TASK PROMPT:
The word "puppy" occurs in some lines of the listing. Copy those lines.

DATA SHOWN:
⁂
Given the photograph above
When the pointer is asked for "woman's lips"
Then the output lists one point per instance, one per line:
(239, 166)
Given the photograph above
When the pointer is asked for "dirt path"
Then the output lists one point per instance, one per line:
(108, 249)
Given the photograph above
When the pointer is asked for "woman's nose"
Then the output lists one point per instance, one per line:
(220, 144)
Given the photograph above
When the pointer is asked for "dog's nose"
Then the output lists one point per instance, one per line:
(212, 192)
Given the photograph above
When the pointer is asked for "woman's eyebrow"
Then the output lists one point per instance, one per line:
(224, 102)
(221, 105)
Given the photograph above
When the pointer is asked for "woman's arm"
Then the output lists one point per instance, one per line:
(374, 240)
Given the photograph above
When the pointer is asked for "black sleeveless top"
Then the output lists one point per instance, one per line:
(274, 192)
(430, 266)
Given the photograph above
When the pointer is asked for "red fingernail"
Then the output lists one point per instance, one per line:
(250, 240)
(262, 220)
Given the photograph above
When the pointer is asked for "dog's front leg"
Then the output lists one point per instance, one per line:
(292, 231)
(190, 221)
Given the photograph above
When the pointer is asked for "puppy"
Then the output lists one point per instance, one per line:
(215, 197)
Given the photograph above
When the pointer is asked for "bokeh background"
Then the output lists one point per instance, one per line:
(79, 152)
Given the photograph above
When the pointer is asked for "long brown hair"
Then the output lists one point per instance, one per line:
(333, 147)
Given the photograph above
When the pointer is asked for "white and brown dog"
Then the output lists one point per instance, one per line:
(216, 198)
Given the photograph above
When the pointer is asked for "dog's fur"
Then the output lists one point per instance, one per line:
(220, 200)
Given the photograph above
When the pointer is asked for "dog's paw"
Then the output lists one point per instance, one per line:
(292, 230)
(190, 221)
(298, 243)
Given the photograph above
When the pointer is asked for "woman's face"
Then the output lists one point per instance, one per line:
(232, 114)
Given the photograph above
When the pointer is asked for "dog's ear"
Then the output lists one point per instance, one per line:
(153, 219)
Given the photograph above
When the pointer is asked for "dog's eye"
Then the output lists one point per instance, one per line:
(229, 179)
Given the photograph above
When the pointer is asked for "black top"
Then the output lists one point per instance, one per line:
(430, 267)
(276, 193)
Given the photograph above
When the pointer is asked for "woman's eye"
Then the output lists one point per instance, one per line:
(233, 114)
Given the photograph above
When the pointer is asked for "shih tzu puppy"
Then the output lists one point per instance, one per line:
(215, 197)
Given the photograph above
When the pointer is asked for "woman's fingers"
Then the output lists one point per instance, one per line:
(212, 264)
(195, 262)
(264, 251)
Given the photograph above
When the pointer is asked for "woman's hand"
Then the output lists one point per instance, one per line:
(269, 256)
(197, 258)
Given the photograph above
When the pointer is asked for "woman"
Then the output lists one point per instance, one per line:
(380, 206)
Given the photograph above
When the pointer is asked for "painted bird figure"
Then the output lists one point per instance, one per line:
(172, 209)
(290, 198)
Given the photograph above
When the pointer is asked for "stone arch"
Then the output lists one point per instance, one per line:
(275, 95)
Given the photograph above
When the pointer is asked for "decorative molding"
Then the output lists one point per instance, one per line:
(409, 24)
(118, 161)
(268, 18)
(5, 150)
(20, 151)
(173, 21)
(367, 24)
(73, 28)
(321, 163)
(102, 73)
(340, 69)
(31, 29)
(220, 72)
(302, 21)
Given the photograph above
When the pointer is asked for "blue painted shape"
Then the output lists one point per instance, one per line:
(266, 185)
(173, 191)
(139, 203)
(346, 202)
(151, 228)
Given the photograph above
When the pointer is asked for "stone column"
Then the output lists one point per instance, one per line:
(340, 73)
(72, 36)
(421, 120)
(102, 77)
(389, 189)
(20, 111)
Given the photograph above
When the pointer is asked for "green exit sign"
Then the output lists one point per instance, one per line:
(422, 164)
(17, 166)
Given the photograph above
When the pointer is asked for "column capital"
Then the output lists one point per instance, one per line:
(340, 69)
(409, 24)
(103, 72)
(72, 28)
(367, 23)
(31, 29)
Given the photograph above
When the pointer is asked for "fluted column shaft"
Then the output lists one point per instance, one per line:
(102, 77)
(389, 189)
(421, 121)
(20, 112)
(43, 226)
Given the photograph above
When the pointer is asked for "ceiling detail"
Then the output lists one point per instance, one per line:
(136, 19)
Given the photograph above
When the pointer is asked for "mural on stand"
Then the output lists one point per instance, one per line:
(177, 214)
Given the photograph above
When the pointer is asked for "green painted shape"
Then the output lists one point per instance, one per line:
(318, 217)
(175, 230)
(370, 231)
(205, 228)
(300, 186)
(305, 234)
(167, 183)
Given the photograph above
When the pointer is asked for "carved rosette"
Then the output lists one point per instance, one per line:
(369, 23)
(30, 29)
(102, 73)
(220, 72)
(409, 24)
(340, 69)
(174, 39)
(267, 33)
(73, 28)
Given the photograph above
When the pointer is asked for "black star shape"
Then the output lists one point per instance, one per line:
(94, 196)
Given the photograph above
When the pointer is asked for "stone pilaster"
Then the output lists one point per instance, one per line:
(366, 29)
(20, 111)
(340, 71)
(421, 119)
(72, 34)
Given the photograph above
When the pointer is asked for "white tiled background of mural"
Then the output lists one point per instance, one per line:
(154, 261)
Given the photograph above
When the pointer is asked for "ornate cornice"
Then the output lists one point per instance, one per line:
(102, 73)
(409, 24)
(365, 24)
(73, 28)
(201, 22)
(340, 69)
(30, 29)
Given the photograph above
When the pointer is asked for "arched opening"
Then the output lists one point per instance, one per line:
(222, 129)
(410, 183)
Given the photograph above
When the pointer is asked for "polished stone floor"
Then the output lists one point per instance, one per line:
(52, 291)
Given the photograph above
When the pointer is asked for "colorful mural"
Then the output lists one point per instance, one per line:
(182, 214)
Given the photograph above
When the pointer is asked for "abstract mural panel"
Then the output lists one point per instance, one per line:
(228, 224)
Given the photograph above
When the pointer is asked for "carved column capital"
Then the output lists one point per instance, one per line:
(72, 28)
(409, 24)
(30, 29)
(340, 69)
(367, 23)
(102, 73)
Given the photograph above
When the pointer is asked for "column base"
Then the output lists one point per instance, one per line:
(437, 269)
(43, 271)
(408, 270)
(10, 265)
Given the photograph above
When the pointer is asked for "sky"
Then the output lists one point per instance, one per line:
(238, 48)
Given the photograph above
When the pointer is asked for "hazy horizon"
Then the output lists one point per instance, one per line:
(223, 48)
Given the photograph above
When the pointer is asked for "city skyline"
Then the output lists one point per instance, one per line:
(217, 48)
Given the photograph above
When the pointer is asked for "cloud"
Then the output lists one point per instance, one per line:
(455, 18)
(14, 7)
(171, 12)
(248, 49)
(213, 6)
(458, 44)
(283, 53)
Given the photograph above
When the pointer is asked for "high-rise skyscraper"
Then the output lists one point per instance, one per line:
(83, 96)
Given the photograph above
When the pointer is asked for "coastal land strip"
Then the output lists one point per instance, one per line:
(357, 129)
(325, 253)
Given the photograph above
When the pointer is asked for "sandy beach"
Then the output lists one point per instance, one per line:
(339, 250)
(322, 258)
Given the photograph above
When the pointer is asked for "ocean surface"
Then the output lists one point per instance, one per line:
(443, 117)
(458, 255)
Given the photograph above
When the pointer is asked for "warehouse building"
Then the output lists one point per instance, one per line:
⁂
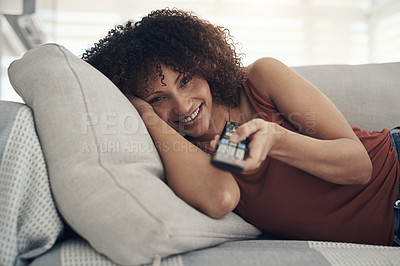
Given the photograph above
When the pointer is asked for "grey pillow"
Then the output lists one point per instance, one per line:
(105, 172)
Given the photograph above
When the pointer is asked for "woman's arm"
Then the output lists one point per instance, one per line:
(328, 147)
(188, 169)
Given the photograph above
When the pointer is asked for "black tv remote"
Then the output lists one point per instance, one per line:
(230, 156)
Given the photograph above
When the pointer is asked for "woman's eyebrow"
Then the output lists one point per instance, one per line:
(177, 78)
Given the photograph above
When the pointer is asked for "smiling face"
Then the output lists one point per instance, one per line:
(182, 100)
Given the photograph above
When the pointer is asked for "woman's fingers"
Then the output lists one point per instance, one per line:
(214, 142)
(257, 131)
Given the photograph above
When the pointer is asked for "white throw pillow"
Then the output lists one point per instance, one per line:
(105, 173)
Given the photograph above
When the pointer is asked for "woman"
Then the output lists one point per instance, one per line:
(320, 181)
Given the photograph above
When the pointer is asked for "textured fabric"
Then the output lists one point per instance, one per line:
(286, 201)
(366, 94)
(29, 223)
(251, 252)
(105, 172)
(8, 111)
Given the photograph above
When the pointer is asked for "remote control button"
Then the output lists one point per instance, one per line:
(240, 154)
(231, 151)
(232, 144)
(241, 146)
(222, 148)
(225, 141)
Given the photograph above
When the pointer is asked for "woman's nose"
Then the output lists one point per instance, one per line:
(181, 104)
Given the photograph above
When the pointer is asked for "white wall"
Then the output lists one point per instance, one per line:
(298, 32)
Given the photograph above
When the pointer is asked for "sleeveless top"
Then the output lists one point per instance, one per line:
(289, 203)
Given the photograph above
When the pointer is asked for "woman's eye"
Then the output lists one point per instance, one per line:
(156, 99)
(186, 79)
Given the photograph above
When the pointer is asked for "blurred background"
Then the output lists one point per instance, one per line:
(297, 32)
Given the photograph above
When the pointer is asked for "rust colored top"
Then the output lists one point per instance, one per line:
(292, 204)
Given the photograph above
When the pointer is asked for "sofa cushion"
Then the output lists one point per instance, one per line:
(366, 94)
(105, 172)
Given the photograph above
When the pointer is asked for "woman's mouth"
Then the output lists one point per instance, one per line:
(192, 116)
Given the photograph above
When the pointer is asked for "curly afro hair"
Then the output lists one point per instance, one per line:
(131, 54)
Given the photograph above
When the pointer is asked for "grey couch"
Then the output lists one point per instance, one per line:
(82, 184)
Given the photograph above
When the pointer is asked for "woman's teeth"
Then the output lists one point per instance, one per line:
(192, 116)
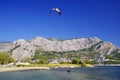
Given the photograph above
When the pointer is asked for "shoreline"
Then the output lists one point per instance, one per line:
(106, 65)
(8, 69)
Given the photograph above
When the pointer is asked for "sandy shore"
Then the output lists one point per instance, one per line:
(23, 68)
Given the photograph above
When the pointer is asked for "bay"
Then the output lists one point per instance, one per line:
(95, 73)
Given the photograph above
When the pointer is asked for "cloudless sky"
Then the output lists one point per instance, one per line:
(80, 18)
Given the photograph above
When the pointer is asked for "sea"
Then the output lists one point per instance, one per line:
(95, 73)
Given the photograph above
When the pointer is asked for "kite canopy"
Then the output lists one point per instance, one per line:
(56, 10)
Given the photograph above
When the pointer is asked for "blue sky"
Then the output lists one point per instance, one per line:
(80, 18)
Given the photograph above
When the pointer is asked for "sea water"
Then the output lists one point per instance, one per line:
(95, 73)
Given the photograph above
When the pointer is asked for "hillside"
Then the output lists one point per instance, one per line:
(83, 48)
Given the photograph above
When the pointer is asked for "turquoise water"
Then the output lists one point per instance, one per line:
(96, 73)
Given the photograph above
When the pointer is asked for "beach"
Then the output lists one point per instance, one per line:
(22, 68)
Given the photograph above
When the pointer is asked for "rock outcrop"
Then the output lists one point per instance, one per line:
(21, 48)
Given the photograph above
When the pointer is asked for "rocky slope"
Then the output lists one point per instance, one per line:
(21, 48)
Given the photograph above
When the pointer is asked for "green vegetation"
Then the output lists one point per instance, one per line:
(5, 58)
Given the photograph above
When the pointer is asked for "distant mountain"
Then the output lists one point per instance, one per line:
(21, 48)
⁂
RESPONSE TO THIS TASK:
When the pointer is asked for "puppy"
When the pointer is asked for "shih tzu puppy"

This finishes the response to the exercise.